***** PROVIDED TEXT

You read up on the subject of narcissism and have more and more “aha” moments.

And as your insights grow, the image of the mountain rising out of the fog in front of you becomes clearer.

Phew. It’s so big! How am I going to manage with two small children?

You don’t have to feel alone at all! While it’s very likely that your family and friends will be overwhelmed by your separation, there are a number of communities out there on social media that can offer you advice and help.

I run the Mighty Moms group on Facebook myself, where several thousand moms with a toxic ex are already finding help with their day-to-day lives. The group is free, but I also don’t admit every woman who wants in.

So if you’re intensely thinking about breaking up right now, it’s normal to soak up all the information about what to expect like a sponge.

But there’s a problem when you come to a mom’s group that’s buzzing with everyday problems and court issues, mean things from your ex, and all the difficulties that come with the post-breakup journey.

Especially if you are still unsure whether you should separate at all:

Because you realize, with all the stories you learn, the whole dimension you entered the moment you got involved with a toxic man: That it is no walk in the rose garden to have children together with such a man.

God knows!

And already you may be starting to flinch. Is the current misery in everyday life with the bossy, nasty guy the better alternative to eternal court cases?

**********

**TASK INSTRUCTIONS**.
A. Duplicate the passage about leaving a toxic partner from "You read up" up to and including "you becomes clearer.".
B. Answer these questions using the passage about leaving a toxic partner:
(i) What is the name of the Facebook group the writer runs?
(ii) How many small children does the worried parent in the passage mention?
(iii) What does it cost to join that group?
C. Write the next part of the passage about leaving a toxic partner, starting after its final question.

***** SUPPLIED ENTRIES

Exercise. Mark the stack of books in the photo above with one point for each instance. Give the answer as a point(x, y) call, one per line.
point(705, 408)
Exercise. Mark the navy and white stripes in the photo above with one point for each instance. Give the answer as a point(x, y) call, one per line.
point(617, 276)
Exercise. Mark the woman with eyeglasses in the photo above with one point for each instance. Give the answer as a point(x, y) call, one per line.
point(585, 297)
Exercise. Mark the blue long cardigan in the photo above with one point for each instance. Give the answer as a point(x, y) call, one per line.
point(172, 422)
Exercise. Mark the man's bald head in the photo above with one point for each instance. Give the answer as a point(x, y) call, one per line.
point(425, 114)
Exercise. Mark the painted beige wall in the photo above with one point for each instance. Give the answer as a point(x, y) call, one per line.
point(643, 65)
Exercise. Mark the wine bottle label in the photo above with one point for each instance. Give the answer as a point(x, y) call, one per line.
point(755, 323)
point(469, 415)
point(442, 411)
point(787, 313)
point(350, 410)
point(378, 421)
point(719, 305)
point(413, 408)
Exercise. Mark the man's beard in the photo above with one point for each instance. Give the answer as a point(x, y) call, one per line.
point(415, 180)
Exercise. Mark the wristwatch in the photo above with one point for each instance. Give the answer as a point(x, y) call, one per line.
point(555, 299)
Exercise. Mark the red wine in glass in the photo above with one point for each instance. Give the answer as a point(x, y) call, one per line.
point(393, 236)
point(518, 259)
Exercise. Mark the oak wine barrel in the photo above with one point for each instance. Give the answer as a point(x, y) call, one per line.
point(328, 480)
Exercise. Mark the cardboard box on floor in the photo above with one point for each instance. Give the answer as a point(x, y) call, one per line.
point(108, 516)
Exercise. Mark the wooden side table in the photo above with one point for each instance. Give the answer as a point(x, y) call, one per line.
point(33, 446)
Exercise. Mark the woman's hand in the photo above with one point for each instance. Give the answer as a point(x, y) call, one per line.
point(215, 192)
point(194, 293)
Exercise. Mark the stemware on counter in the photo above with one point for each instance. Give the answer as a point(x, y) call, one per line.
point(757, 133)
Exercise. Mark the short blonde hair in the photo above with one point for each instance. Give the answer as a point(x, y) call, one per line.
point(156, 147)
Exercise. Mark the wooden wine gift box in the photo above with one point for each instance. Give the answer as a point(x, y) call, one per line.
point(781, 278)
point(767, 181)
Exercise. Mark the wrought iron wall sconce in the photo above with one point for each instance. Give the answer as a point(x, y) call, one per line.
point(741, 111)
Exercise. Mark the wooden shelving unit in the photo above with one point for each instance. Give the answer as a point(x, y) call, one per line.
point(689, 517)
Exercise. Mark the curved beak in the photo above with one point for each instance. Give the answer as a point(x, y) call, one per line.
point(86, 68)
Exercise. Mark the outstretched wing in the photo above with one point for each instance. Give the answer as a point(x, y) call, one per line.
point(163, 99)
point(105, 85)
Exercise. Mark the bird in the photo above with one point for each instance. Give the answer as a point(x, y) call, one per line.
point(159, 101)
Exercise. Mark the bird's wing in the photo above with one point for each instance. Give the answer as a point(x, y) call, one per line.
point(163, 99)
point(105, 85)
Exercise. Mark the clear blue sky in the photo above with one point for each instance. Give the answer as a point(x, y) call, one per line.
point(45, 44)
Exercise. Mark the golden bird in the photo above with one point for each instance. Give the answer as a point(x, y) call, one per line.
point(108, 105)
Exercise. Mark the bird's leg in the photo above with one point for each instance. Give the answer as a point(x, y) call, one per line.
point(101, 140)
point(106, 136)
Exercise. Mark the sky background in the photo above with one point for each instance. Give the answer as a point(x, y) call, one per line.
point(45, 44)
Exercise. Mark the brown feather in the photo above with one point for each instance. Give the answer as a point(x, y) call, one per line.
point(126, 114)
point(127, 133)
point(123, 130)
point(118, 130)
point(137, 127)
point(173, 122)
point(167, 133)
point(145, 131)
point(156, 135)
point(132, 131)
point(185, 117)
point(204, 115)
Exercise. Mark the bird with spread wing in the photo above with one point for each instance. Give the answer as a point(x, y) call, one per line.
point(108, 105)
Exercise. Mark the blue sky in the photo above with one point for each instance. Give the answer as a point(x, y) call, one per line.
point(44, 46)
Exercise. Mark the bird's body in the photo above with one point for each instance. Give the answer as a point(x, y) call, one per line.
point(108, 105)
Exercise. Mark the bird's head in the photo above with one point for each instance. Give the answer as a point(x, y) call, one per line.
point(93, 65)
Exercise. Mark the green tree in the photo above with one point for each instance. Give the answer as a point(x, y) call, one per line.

**********

**ANSWER SECTION**.
A.
You read up on the subject of narcissism and have more and more “aha” moments.

And as your insights grow, the image of the mountain rising out of the fog in front of you becomes clearer.

B.
(i) Mighty Moms
(ii) Two
(iii) Nothing; the group is free.

C.
Whether the children shouldn’t stay in the nice house in the better part of town – the father is hardly ever there anyway and doesn’t give a damn and lets you do what you want anyway. You already know that he is cheating on you through and through – but you might even be quite happy about it, then you don’t have to “do it” yourself.

In addition, you read all the stories of mothers who have lost their children.

These hit the community like a bomb. Such news makes worst-case scenarios come true – and what mother wants to lose her child?

You don’t see that it’s not the majority, but a handful of mothers among thousands who have to experience something like this – but you immediately adopt their story as the inevitable fate of every mother who separates from a toxic ex and who doesn’t miss the opportunity to make all kinds of threats from the very beginning to avoid a separation.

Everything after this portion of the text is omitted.